▶ [REQUIRED TASK]: Format the lines below as a Markdown table with two columns, Num for the row number and Content for the line, omitting any blank lines.

* start *

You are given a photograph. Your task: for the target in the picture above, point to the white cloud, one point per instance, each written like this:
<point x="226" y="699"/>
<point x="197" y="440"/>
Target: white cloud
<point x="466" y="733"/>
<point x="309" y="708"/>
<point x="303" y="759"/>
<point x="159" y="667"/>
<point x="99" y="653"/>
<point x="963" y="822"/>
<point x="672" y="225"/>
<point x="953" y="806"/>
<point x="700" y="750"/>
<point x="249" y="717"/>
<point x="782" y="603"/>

* end *

▶ [EXERCISE ANSWER]:
| Num | Content |
|---|---|
| 1 | You are given a photograph. Your task: for the target in the picture above, point to the white cloud, one point per instance, each written like this: |
| 2 | <point x="226" y="699"/> |
| 3 | <point x="197" y="440"/> |
| 4 | Target: white cloud |
| 5 | <point x="466" y="733"/> |
| 6 | <point x="309" y="708"/> |
| 7 | <point x="303" y="759"/> |
| 8 | <point x="159" y="667"/> |
| 9 | <point x="99" y="653"/> |
| 10 | <point x="963" y="822"/> |
| 11 | <point x="672" y="225"/> |
| 12 | <point x="953" y="806"/> |
| 13 | <point x="700" y="750"/> |
| 14 | <point x="249" y="717"/> |
| 15 | <point x="782" y="603"/> |